● DAFTAR TUGAS:
a: Tuliskan ulang kata demi kata bagian teks tentang pengawasan pembawaan uang tunai yang dimulai dengan kata-kata "Undang-Undang Nomor 8" dan berakhir dengan "dan pendanaan terorisme.".
b: Jawablah pertanyaan berikut berdasarkan teks tentang pengawasan pembawaan uang tunai.
(i) Di kota mana dan pada hari apa PPATK mengadakan diseminasi mengenai pengaturan tersebut?
(ii) Siapa nama Kepala PPATK yang disebut dalam teks?
(iii) Berapa nilai paling sedikit uang tunai atau instrumen pembayaran lain yang wajib diberitahukan kepada Direktorat Jenderal Bea dan Cukai menurut UU TPPU?

● KUTIPAN TEKS:

==*==

Cegah Pencucian Uang dan Pendanaan Terorisme Melalui Pengawasan Pembawaan Uang Tunai

| 0

JAKARTA -- Pusat Pelaporan dan Analisis Transaksi Keuangan (PPATK) bersama dengan Kementerian Keuangan, Bank Indonesia,  Kementerian Hukum dan HAM, Kementerian Perhubungan, serta instansi terkait lainnya telah menyusun dan membahas Rancangan Peraturan Pemerintah (RPP) tentang Pembawaan Uang Tunai dan Instrumen Pembayaran Lain Ke Dalam atau Ke Luar Daerah Pabean Indonesia.

Selain untuk memenuhi delegasi dari UU Tindak Pidana Pencucian Uang (TPPU), RPP ini akan mengatasi kekosongan pengaturan hukum (rechts-vacuum) khususnya mengenai tata cara pemberitahuan pembawaan instrumen pembayaran lain termasuk pengenaan sanksi administratif, dan penyetoran ke kas negara atas pelanggaran pembawaan instrumen pembayaran lain.

Untuk memberikan pemahaman yang tepat mengenai RPP yang saat ini sedang diajukan ke Presiden, PPATK mengadakan diseminasi mengenai Pengaturan Mengenai Penyampaian Laporan Pembawaan Uang Tunai Dan/Atau Instrumen Pembayaran Lain Ke Dalam Atau Ke Luar Daerah Pabean Indonesia yang berlangsung di Jakarta, Kamis (08/12).

Kepala PPATK Kiagus Ahmad Badaruddin menjelaskan, RPP dimaksud pada intinya memuat pengaturan mengenai pengawasan terhadap Pembawaan Uang Tunai dan/atau Instrumen Pembayaran Lain ke dalam atau ke luar Daerah Pabean Indonesia yang dilakukan oleh Direktorat Jenderal Bea dan Cukai. Pengawasan dilakukan dengan cara meminta setiap orang yang masuk atau keluar Daerah Pabean memberitahukan sendiri (self-declaration) Pembawaan Uang Tunai dan/ atau Instrumen Pembayaran Lain yang wajib dilaporkan berdasarkan UU TPPU.

Undang-Undang Nomor 8 Tahun 2010 tentang Pencegahan dan Pemberantasan Tindak Pidana Pencucian Uang (UU TPPU) menyatakan, bahwa setiap orang yang membawa uang tunai dalam mata uang rupiah dan/atau mata uang asing, dan/atau instrumen pembayaran lain paling sedikit Rp100.000.000,00 (seratus juta rupiah) atau yang nilainya setara dengan itu ke dalam atau ke luar daerah pabean Indonesia wajib memberitahukannya kepada Direktorat Jenderal Bea dan Cukai. Filosofi dari pengaturan tersebut bukan hanya dalam konteks menjaga stabilitas nilai tukar mata uang rupiah dan mencegah internasionalisasi mata uang rupiah, tetapi juga sangat penting dalam konteks pencegahan dan pemberantasan tindak pidana pencucian uang dan pendanaan terorisme.

==*==

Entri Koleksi
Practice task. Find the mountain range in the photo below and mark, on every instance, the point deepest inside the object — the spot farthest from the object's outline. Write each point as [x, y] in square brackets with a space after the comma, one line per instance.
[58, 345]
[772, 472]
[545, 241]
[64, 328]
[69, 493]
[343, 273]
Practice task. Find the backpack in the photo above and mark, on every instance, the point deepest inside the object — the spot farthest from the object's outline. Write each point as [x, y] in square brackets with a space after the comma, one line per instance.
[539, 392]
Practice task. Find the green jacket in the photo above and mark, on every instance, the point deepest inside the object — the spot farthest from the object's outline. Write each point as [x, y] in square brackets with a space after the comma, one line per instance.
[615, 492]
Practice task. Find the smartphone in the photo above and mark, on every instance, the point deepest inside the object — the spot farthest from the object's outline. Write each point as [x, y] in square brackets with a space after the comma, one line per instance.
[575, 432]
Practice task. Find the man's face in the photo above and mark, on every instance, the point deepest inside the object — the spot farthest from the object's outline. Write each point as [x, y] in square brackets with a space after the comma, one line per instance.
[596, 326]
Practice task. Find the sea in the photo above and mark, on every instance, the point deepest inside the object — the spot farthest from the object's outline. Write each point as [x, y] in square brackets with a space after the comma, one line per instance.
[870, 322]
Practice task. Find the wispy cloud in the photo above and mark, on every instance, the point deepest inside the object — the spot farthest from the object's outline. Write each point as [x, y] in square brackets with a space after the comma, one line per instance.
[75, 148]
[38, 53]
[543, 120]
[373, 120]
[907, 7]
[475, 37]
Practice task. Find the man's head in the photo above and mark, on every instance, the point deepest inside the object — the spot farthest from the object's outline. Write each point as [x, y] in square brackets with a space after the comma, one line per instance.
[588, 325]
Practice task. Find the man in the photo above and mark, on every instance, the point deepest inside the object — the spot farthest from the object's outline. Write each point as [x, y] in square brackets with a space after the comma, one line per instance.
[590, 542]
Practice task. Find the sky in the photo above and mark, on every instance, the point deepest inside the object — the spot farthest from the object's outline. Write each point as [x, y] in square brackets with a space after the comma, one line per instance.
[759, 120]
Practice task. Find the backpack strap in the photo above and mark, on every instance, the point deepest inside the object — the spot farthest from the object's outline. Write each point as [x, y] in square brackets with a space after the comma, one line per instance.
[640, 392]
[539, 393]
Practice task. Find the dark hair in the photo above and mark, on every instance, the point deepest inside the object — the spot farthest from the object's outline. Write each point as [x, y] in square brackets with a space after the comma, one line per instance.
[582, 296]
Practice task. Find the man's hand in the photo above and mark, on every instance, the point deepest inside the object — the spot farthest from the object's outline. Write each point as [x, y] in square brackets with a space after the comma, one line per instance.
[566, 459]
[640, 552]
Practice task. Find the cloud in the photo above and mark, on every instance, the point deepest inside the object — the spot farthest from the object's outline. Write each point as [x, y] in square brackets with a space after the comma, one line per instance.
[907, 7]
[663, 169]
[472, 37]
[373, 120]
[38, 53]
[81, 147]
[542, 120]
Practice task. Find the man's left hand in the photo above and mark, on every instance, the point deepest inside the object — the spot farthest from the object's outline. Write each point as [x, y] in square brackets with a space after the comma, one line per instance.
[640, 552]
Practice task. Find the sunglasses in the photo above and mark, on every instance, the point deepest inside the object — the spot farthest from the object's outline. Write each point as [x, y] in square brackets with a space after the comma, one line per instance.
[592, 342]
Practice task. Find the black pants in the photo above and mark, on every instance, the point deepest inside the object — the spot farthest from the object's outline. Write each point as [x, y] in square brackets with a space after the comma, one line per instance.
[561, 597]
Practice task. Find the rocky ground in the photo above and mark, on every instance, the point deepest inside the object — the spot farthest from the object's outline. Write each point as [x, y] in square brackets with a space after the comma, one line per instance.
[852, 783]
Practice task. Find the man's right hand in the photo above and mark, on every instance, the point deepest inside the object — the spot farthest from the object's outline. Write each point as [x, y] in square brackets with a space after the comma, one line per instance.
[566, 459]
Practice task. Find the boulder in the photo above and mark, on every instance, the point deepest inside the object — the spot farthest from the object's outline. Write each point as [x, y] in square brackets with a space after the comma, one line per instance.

==*==

● HASIL LATIHAN:
a:
Undang-Undang Nomor 8 Tahun 2010 tentang Pencegahan dan Pemberantasan Tindak Pidana Pencucian Uang (UU TPPU) menyatakan, bahwa setiap orang yang membawa uang tunai dalam mata uang rupiah dan/atau mata uang asing, dan/atau instrumen pembayaran lain paling sedikit Rp100.000.000,00 (seratus juta rupiah) atau yang nilainya setara dengan itu ke dalam atau ke luar daerah pabean Indonesia wajib memberitahukannya kepada Direktorat Jenderal Bea dan Cukai. Filosofi dari pengaturan tersebut bukan hanya dalam konteks menjaga stabilitas nilai tukar mata uang rupiah dan mencegah internasionalisasi mata uang rupiah, tetapi juga sangat penting dalam konteks pencegahan dan pemberantasan tindak pidana pencucian uang dan pendanaan terorisme.

b:
(i) Di Jakarta, pada hari Kamis (08/12).
(ii) Kiagus Ahmad Badaruddin.
(iii) Rp100.000.000,00 (seratus juta rupiah) atau yang nilainya setara dengan itu.